**AUFGABE**
Führe den Text über den Besuch bei den Brüdern Giacobbe im Anschluss an seinen letzten Satz weiter.

**DOKUMENT**

+ + +

Erinnerungen gefällig? EM 2012, Halbfinale, na dämmert's? Dieses bittere 1:2 durch Tore von diesem Muskel-Monster Balotelli - autsch! Oder wer erinnert sich noch an die WM 1982 in Spanien? Finale gegen Dino Zoff, Paolo Rossi und wie sie alle hießen. Ja, da werden dunkle Erinnerungen wach, oder? 1:3 hieß es am Ende. Aber am schlimmsten war 2006. Sommermärchen, super Stimmung - Klinsi, Schweini, Poldi und Jogi machen Deutschland verrückt. Schweden weggefiedelt, Argentinien niedergerungen, und dann das Halbfinale gegen Italien. Die Verlängerung läuft, nur noch wenige Minuten zu spielen, es riecht nach Elfmeterschießen - und da, das steht fest, wird es Elfmeterkiller Jens Lehmann schon richten. Doch dann zerfetzen Grosso und del Piero innerhalb von zwei Minuten das deutsche Sommermärchen - 0:2. Aus, Schluss, vorbei. Ist doch alles zum Heulen, immer diese Italiener ...

Mittelfeldstar Rivera

Jetzt steht die nächste Europameisterschaft vor der Tür. Wie gerne hätte ich für unsere EM-Serie im TV die Slowakei vorgestellt. Oder Wales, Irland auch kein Problem. Alles tolle Länder mit tollen Nationalmannschaften, die Deutschland im Fußball doch nie etwas zuleide tun könnten. Aber Italien? Wirklich? Wie schnell werden da alte Wunden wieder aufgerissen. Aber okay, ich versuche es. Also ab ins Auto und auf nach Bitburg zu Rocco und Lillo Giacobbe. Die Brüder stammen aus Ligurien, unweit von Sanremo. Sie leben seit 40 Jahren in der Eifel.

Lillo ist Besitzer des Restaurants "Dolce Vita" in der Bitburger Innenstadt, sein Bruder Rocco tourt als singender Koch durch Deutschland. Nur nicht über das WM-Halbfinale 2006 sprechen, denke ich mir bei der Begrüßung. Während Lillo Giacobbe schnell in der Küche verschwindet, um Pizzen zu backen, schwelgt sein Bruder Rocco in Erinnerungen. "Der AC Mailand war immer mein Club", erzählt der 60-Jährige. Die Farben der Trikots hätten ihm als Kind immer gut gefallen, "aber natürlich haben mich auch die Erfolge und die Spieler überzeugt". Ganz besonders begeistert habe ihn Mittelfeldstratege Gianni Rivera. "Wow, der war schon klasse. Aber ich fand auch Karl-Heinz Schnellinger stark - der war einer meiner Idole, ich war ja auch Abwehrspieler früher", berichtet Giacobbe.

+ + +

**MATERIAL**
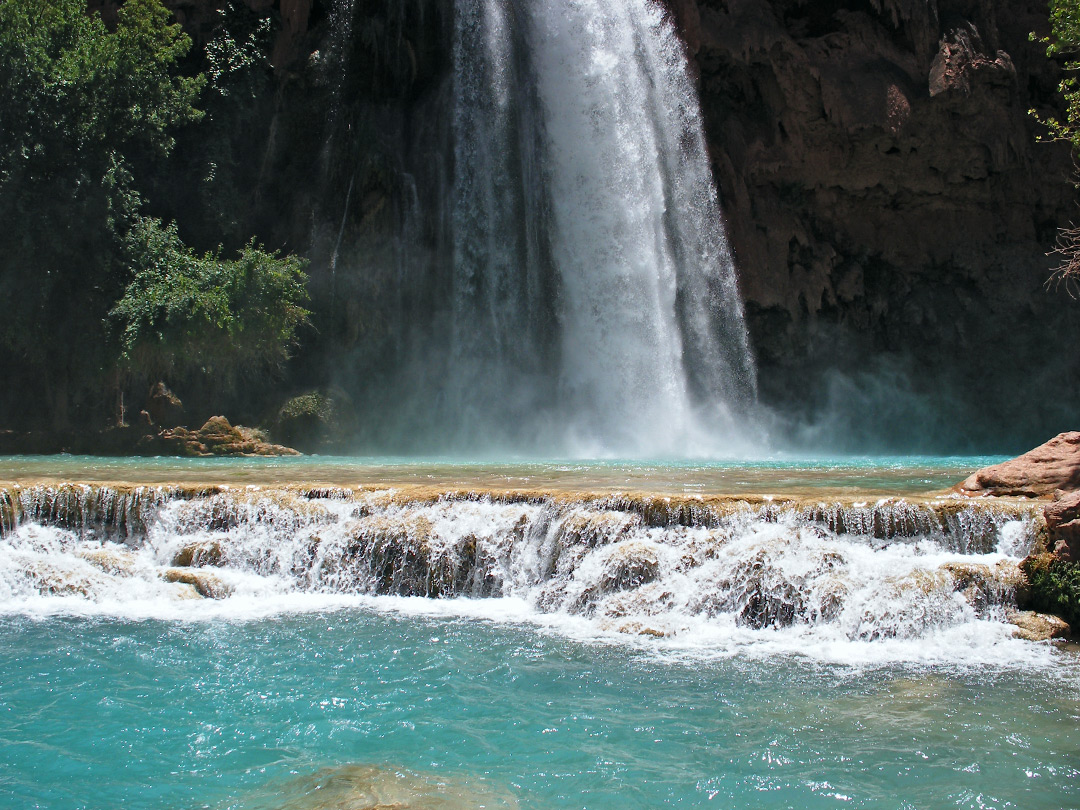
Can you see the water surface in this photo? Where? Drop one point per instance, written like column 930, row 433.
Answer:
column 110, row 713
column 840, row 475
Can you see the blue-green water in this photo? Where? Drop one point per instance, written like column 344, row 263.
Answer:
column 849, row 474
column 105, row 713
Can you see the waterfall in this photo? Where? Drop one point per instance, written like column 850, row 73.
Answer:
column 824, row 574
column 595, row 301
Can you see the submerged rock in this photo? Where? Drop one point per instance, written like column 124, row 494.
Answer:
column 110, row 561
column 1048, row 468
column 1038, row 626
column 197, row 555
column 372, row 787
column 216, row 437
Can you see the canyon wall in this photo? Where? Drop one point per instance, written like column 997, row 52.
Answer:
column 883, row 190
column 891, row 208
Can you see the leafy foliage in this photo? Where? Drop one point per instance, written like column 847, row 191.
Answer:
column 78, row 103
column 86, row 118
column 1054, row 586
column 1064, row 42
column 184, row 312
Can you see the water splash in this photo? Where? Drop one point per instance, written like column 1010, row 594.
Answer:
column 585, row 296
column 819, row 574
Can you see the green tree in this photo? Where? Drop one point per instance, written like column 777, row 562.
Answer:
column 1064, row 43
column 89, row 284
column 186, row 313
column 79, row 106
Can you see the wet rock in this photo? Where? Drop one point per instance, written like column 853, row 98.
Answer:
column 1038, row 626
column 630, row 565
column 637, row 629
column 207, row 584
column 110, row 561
column 184, row 592
column 1063, row 526
column 56, row 580
column 983, row 585
column 197, row 555
column 216, row 437
column 163, row 406
column 1054, row 466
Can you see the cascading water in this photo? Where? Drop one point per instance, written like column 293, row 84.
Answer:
column 591, row 298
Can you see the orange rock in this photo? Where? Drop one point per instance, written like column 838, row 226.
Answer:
column 1054, row 466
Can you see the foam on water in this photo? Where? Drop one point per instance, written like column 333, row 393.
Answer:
column 855, row 582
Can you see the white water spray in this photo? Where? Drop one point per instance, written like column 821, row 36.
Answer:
column 595, row 302
column 836, row 580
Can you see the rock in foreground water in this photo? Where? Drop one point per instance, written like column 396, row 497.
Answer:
column 1048, row 468
column 1038, row 626
column 216, row 437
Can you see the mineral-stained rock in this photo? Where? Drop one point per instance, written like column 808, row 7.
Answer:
column 207, row 584
column 1048, row 468
column 630, row 565
column 111, row 561
column 1038, row 626
column 196, row 555
column 216, row 437
column 184, row 592
column 163, row 406
column 1063, row 526
column 987, row 584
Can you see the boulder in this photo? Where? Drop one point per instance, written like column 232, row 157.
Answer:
column 630, row 565
column 216, row 437
column 1063, row 526
column 1038, row 626
column 207, row 584
column 164, row 407
column 1054, row 466
column 197, row 555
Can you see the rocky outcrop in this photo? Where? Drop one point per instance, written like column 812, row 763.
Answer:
column 205, row 583
column 216, row 437
column 164, row 407
column 1054, row 466
column 1063, row 526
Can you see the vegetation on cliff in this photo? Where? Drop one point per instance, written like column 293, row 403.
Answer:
column 93, row 287
column 1064, row 42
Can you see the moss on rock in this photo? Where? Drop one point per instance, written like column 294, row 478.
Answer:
column 1053, row 586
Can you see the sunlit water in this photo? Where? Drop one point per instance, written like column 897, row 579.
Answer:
column 852, row 475
column 582, row 651
column 235, row 714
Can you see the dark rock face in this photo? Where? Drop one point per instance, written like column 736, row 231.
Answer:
column 888, row 204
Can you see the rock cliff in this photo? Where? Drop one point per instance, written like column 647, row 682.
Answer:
column 889, row 205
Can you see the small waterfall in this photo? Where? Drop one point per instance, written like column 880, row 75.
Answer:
column 637, row 565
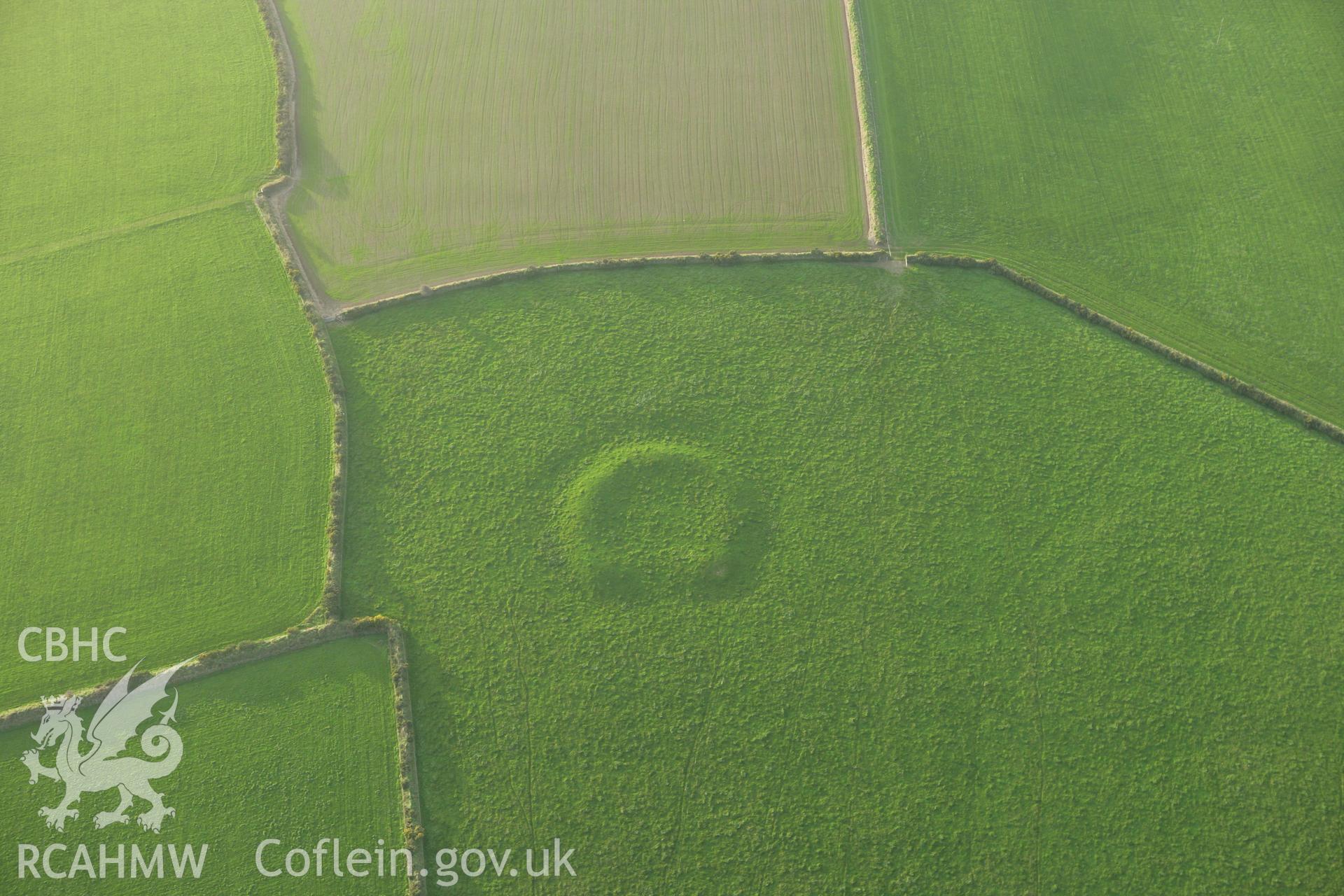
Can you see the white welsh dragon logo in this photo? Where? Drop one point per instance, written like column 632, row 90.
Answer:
column 102, row 766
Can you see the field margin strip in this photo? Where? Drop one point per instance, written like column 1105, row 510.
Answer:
column 1209, row 371
column 867, row 146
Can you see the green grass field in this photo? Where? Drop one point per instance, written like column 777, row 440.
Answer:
column 169, row 449
column 167, row 428
column 295, row 747
column 121, row 112
column 447, row 140
column 818, row 580
column 1176, row 167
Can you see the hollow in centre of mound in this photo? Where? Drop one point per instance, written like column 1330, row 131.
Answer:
column 660, row 519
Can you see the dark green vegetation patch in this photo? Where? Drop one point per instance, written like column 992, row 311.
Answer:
column 1035, row 610
column 655, row 519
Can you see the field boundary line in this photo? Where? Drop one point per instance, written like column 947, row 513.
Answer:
column 290, row 641
column 270, row 204
column 273, row 197
column 1208, row 371
column 270, row 200
column 863, row 113
column 121, row 230
column 365, row 307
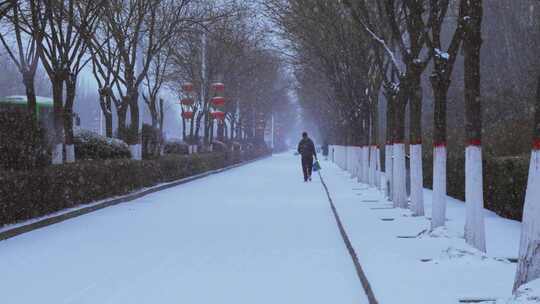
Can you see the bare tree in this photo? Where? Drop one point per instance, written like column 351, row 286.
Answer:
column 140, row 29
column 529, row 256
column 63, row 57
column 26, row 21
column 443, row 64
column 472, row 43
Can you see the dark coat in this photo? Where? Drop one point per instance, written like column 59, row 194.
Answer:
column 306, row 148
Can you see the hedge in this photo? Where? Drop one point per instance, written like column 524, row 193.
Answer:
column 92, row 146
column 23, row 142
column 505, row 181
column 28, row 194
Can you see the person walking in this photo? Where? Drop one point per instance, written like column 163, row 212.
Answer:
column 306, row 148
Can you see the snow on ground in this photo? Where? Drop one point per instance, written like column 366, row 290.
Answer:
column 255, row 234
column 437, row 267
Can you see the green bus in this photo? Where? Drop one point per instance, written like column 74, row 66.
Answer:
column 19, row 102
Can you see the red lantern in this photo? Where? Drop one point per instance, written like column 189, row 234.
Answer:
column 218, row 102
column 218, row 87
column 218, row 115
column 187, row 102
column 187, row 87
column 187, row 115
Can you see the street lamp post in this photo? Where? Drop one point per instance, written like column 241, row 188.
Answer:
column 217, row 111
column 188, row 104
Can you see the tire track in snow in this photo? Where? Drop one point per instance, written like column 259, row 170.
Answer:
column 359, row 271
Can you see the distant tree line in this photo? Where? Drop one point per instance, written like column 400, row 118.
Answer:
column 136, row 50
column 393, row 73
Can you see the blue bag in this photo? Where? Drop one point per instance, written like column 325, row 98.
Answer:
column 316, row 166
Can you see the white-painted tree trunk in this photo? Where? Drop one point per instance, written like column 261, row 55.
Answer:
column 388, row 165
column 379, row 174
column 58, row 154
column 70, row 153
column 358, row 163
column 372, row 166
column 136, row 151
column 529, row 249
column 475, row 233
column 417, row 181
column 438, row 212
column 365, row 173
column 399, row 175
column 350, row 162
column 355, row 162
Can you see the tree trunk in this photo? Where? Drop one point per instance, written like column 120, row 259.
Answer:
column 184, row 133
column 122, row 118
column 399, row 165
column 134, row 139
column 440, row 89
column 58, row 107
column 108, row 118
column 71, row 86
column 529, row 249
column 388, row 162
column 472, row 43
column 416, row 174
column 28, row 81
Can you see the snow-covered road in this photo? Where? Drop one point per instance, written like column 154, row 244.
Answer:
column 255, row 234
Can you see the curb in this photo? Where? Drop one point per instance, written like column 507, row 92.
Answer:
column 10, row 233
column 359, row 271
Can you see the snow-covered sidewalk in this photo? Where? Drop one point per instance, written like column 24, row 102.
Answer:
column 255, row 234
column 432, row 268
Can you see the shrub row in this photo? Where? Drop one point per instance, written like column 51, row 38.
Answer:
column 28, row 194
column 505, row 181
column 92, row 146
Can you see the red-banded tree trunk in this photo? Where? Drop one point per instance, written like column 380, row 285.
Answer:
column 472, row 44
column 529, row 248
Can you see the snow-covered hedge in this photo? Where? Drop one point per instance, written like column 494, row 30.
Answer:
column 26, row 195
column 176, row 147
column 23, row 143
column 505, row 180
column 92, row 146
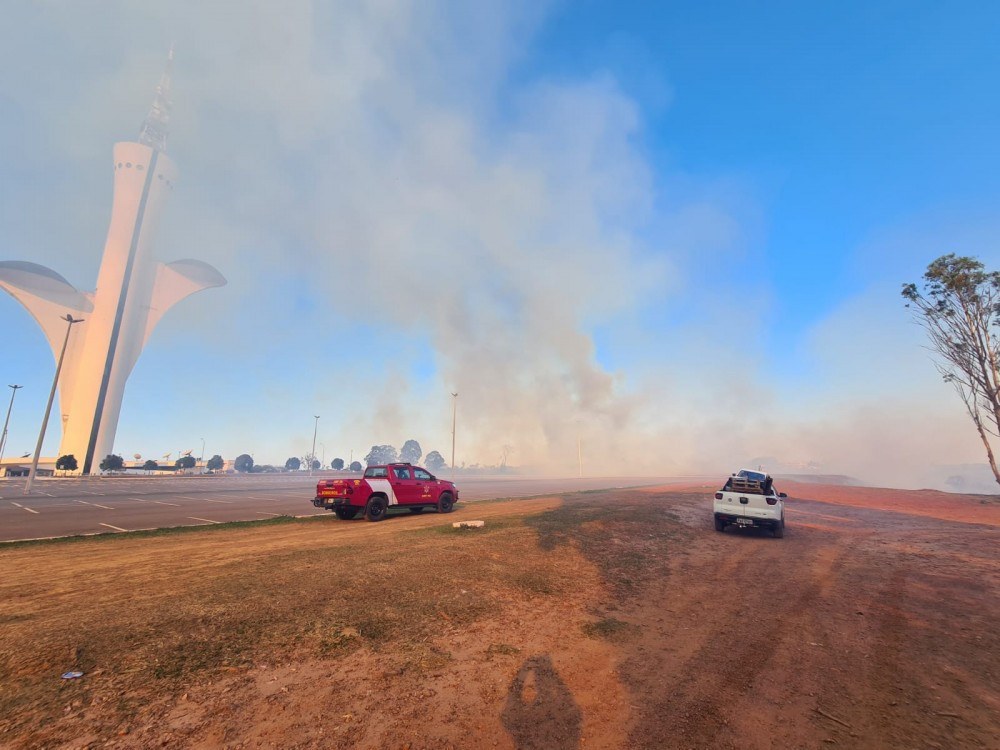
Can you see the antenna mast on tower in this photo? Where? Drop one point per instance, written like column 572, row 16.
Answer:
column 154, row 127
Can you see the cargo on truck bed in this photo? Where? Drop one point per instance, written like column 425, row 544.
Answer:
column 383, row 487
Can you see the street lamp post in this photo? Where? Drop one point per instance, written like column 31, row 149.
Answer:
column 312, row 454
column 454, row 413
column 3, row 438
column 70, row 320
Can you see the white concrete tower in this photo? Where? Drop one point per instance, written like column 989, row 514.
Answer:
column 133, row 292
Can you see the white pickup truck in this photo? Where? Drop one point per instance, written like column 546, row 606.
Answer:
column 750, row 499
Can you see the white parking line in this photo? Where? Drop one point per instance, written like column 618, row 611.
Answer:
column 95, row 505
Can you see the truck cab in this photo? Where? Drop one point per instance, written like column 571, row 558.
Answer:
column 383, row 487
column 749, row 499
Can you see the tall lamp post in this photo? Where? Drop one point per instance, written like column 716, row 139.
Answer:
column 3, row 438
column 454, row 413
column 70, row 320
column 312, row 454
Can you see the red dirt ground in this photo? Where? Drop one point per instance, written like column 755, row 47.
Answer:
column 613, row 619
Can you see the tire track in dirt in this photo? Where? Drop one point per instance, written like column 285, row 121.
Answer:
column 744, row 613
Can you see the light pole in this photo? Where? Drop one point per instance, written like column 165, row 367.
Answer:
column 454, row 413
column 70, row 320
column 3, row 438
column 312, row 454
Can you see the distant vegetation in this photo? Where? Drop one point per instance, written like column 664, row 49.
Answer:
column 959, row 308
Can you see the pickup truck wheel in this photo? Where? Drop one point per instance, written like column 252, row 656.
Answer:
column 376, row 509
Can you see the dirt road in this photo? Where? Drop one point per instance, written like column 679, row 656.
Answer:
column 604, row 619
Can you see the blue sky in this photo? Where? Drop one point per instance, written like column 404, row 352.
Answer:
column 598, row 203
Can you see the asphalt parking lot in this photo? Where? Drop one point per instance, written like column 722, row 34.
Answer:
column 96, row 505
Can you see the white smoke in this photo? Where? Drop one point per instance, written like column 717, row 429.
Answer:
column 402, row 213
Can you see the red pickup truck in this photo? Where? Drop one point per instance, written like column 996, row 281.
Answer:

+ + +

**RICHTIGE ANTWORT**
Läuft doch, denke ich mir, wenn früher sogar deutsche Nationalspieler zu seinen Idolen zählten, wird er sicher nicht auf 2006, 2012 oder 1982 zu sprechen kommen. Auch als Bruder Lillo die Pizza serviert, läuft (noch) alles ganz harmonisch ab. Rucola, Mozzarella, Tomaten, knuspriger Teig - die Pizza ist vom Feinsten, "fantastico" würde man in Ligurien sagen. Während wir uns die Pizza schmecken lassen, geht's um die italienische EM-Gruppe ("wir müssen versuchen, auf Platz zwei hinter Belgien zu landen", findet Giacobbe), sprechen ein bisschen über Mario Balotelli ("er hat sein Talent total verschenkt", meint Giacobbe) und über die aktuelle italienische Nationalmannschaft ("ein Team voller Namenloser, ehrlich gesagt, traue ich denen nicht viel zu", prophezeit Giacobbe). Aber dann passiert es doch.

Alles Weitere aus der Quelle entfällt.